***** Records supplied

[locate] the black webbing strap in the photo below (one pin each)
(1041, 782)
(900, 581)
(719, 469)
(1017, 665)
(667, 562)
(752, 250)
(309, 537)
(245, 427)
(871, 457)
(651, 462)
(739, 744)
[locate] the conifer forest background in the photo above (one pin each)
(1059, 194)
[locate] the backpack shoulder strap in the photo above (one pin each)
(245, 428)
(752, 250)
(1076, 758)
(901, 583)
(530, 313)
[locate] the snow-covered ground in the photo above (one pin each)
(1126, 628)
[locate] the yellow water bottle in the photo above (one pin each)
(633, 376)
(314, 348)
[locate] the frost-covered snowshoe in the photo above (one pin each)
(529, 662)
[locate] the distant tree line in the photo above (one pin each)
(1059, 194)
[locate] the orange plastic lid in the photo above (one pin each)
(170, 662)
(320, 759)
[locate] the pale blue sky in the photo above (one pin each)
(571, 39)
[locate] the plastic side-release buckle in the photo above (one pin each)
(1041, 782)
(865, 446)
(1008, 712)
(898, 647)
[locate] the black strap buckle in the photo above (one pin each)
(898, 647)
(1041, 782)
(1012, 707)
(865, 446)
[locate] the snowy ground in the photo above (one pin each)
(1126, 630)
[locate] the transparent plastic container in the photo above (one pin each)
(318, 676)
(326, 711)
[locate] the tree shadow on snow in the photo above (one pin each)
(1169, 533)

**********

*To do*:
Reproduce verbatim the stretch of lines from the one containing "[locate] the frost-covered" through the final line above, including both ends.

*In response*:
[locate] the frost-covered snowshoe in the photo above (one pin each)
(529, 662)
[locate] the distant tree line in the photo above (one pin each)
(1059, 194)
[locate] the orange plastic lid in the photo above (one pin each)
(170, 662)
(320, 759)
[locate] the pale blue sky in the photo above (one pin each)
(571, 39)
[locate] the plastic side-release buckle in the photo above (one pin each)
(1041, 782)
(865, 446)
(1008, 712)
(898, 647)
[locate] the black strap buckle in the photo above (one pin each)
(898, 647)
(1041, 782)
(1012, 707)
(865, 446)
[locate] the snowy ground in the photo above (one pin each)
(1126, 630)
[locate] the transparent plastic container in the photo above (one pin each)
(318, 676)
(326, 711)
[locate] the tree shadow on snow in the photo above (one pin each)
(1169, 533)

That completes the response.